PROMPT: Pull out every line in the entries below that contains the string "positive", and copy each one in full.

MATERIAL PROVIDED:
---------------

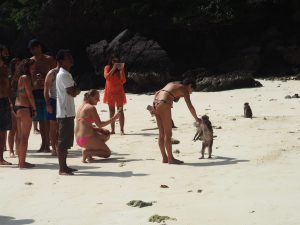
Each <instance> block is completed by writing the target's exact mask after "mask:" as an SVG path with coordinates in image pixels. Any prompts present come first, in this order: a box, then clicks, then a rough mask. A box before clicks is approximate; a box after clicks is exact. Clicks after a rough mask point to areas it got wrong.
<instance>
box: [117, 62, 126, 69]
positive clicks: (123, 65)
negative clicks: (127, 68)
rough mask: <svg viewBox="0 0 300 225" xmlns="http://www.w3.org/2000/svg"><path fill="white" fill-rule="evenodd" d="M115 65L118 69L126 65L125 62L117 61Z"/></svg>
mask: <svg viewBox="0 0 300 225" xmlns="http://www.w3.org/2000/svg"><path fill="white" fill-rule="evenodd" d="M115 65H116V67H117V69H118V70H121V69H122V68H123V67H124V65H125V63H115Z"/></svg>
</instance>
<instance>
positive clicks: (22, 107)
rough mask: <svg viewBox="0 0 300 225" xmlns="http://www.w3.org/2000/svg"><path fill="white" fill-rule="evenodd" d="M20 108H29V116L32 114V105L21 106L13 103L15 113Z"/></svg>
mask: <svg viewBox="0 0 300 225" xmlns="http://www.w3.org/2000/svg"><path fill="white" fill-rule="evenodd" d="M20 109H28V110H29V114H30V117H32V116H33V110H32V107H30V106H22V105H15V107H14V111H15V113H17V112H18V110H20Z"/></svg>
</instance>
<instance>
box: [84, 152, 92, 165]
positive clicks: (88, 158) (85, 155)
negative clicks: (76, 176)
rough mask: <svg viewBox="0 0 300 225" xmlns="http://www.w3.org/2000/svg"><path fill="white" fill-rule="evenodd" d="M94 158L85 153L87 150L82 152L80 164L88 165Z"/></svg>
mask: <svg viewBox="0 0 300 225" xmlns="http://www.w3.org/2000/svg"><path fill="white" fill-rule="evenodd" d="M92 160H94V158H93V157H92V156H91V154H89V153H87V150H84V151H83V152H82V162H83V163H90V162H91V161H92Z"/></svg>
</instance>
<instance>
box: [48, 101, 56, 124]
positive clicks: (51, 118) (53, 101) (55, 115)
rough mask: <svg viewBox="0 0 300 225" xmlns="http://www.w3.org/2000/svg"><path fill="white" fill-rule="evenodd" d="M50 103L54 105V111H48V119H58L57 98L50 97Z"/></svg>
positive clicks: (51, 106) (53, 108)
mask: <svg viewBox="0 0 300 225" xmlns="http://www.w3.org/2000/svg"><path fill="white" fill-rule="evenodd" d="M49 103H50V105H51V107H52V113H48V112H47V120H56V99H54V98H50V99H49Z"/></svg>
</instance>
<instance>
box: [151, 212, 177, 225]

---------------

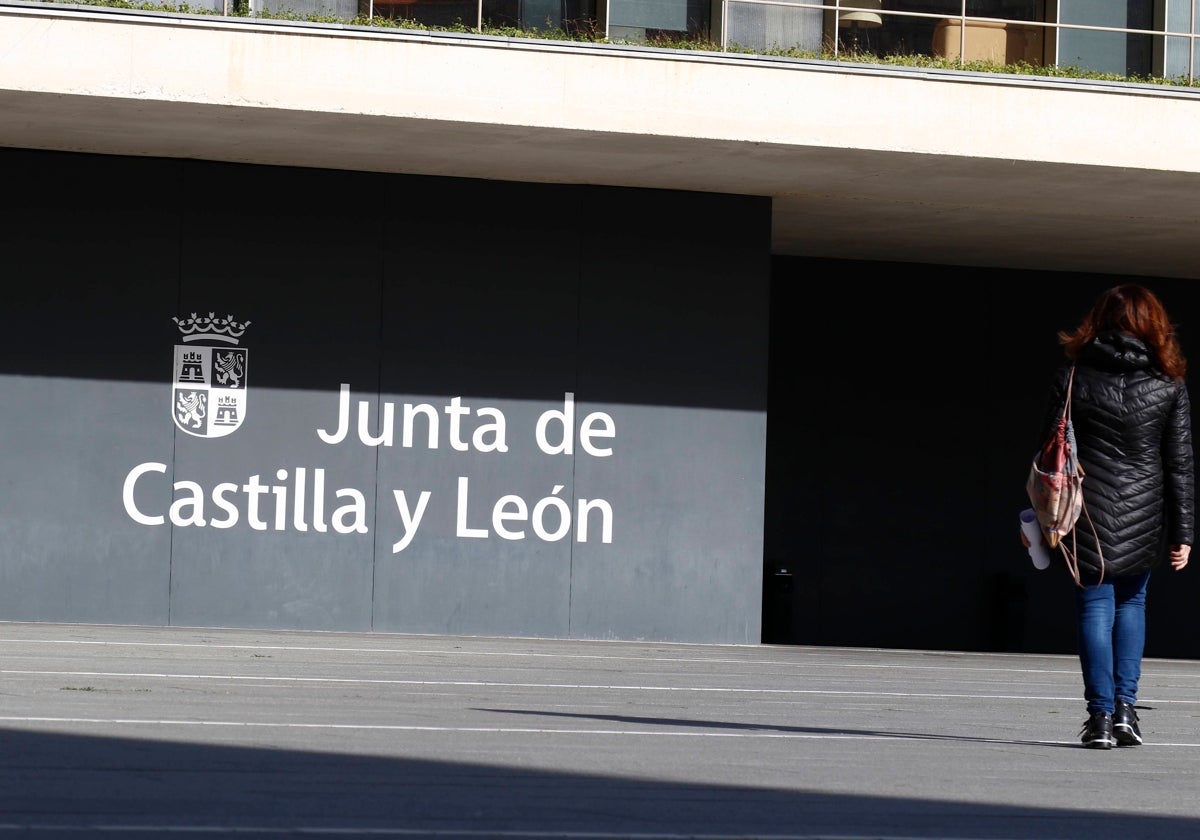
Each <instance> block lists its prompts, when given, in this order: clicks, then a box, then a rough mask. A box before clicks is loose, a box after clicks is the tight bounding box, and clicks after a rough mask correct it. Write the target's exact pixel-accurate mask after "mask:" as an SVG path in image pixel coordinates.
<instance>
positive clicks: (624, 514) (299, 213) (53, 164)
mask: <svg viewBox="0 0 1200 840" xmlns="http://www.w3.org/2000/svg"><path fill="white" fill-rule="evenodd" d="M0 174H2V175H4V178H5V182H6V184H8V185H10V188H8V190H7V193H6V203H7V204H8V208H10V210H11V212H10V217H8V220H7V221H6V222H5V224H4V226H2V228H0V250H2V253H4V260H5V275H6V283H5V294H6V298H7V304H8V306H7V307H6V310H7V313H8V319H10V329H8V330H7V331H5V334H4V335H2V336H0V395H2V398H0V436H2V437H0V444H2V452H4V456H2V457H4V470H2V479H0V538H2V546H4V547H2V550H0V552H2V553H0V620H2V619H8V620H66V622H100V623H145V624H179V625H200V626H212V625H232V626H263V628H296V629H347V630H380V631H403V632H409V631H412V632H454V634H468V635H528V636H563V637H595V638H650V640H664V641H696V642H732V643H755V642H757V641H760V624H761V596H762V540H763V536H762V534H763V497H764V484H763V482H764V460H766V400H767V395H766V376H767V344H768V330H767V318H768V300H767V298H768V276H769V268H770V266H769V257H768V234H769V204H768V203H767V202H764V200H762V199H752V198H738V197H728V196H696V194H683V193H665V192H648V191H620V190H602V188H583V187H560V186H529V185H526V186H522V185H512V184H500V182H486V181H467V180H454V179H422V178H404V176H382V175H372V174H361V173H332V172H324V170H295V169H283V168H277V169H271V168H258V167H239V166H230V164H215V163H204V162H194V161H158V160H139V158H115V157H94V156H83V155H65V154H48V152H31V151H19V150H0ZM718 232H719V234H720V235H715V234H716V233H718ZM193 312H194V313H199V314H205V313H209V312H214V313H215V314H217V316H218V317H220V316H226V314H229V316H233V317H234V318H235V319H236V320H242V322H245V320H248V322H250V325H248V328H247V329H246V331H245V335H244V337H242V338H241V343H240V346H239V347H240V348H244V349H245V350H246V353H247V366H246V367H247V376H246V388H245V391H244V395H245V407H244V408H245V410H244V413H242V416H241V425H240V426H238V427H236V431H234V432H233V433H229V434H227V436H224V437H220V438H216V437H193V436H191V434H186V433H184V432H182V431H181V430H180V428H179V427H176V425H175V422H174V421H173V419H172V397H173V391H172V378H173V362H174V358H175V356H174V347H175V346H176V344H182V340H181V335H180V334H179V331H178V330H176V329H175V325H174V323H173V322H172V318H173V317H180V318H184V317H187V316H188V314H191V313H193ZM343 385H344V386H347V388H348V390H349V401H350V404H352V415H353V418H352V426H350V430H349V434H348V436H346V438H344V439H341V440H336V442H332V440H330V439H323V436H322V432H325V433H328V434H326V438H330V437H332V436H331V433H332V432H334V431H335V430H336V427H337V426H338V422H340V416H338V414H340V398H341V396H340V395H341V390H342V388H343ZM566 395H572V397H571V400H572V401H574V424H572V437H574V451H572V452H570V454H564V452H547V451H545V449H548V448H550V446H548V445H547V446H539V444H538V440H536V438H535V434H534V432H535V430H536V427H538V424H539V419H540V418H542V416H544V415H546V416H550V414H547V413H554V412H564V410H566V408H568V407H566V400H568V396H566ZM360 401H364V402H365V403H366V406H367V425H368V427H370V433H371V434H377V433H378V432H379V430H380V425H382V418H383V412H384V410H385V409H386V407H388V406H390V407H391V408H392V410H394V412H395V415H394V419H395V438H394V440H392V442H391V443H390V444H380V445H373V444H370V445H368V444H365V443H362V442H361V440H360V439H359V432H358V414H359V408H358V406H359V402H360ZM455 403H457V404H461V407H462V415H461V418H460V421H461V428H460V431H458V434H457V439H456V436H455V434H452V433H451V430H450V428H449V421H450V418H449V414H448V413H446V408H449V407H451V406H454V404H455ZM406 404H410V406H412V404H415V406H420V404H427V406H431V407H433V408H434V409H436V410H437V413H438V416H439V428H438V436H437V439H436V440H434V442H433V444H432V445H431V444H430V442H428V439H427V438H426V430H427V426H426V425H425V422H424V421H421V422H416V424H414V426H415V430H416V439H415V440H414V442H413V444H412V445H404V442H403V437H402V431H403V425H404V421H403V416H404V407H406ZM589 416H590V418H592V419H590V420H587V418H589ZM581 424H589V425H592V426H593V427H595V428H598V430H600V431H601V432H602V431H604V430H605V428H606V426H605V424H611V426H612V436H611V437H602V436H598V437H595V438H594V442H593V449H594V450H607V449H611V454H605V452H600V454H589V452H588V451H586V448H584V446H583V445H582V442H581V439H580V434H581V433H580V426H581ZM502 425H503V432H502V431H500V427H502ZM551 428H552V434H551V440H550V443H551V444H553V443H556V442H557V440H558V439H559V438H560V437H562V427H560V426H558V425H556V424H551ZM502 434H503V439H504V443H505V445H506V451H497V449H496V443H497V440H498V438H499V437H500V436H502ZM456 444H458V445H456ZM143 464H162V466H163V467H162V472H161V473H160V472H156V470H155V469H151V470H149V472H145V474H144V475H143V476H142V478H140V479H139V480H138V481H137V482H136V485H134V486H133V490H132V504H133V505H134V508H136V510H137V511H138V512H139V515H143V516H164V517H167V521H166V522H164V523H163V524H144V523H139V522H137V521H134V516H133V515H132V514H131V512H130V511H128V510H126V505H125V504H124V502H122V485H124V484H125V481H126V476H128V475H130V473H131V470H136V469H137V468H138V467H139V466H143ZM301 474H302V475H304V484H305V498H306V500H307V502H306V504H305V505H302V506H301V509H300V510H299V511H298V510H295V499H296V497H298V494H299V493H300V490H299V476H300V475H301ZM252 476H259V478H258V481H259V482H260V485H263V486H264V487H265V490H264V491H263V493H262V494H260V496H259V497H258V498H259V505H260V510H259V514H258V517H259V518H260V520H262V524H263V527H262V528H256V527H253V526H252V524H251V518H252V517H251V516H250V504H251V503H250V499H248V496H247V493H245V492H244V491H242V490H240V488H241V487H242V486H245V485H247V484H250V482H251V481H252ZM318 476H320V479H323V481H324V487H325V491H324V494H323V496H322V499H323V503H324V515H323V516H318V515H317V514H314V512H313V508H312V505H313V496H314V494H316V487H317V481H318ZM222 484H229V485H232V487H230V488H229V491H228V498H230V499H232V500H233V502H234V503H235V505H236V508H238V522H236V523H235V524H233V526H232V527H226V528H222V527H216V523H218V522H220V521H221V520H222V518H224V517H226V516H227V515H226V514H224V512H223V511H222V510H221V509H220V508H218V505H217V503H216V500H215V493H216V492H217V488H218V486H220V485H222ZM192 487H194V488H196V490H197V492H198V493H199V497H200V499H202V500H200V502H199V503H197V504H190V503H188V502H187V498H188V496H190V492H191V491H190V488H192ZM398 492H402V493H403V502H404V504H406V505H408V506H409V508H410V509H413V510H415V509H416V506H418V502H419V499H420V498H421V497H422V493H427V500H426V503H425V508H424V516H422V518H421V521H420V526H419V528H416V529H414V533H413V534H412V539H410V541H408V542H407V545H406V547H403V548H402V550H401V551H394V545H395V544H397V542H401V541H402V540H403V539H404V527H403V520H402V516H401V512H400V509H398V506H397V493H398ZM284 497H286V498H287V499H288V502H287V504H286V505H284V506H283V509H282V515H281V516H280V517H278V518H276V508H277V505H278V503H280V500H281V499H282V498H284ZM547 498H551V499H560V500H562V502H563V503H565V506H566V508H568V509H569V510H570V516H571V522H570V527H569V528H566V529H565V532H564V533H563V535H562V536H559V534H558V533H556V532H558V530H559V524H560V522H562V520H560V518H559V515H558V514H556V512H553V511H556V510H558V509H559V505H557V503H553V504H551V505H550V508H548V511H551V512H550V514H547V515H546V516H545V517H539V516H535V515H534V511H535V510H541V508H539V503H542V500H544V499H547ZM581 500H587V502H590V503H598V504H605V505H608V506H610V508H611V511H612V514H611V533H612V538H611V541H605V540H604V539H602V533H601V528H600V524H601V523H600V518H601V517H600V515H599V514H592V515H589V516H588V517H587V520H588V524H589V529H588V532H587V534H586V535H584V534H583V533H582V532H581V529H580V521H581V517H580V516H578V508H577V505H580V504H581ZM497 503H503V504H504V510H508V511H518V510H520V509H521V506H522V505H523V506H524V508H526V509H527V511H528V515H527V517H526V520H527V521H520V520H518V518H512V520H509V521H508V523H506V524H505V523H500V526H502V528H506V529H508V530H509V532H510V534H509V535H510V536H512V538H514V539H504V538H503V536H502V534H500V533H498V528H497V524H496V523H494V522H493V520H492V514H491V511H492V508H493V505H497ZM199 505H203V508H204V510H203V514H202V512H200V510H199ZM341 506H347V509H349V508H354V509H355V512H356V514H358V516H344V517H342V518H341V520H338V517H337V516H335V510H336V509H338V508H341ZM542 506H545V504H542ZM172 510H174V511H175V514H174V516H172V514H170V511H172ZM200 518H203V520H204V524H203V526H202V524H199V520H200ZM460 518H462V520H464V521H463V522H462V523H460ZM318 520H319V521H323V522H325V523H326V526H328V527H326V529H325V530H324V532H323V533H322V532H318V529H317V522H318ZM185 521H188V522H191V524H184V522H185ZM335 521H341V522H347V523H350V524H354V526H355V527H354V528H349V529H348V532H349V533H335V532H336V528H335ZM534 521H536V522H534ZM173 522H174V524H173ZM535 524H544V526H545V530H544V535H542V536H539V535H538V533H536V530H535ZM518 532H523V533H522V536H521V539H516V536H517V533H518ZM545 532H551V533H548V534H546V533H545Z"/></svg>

---------------

RESULT OF THIS TASK:
positive clicks: (123, 65)
positive clicks: (22, 107)
positive clicks: (88, 158) (85, 155)
positive clicks: (51, 118) (53, 101) (55, 115)
positive clicks: (51, 106) (53, 108)
positive clicks: (624, 514) (299, 213) (53, 164)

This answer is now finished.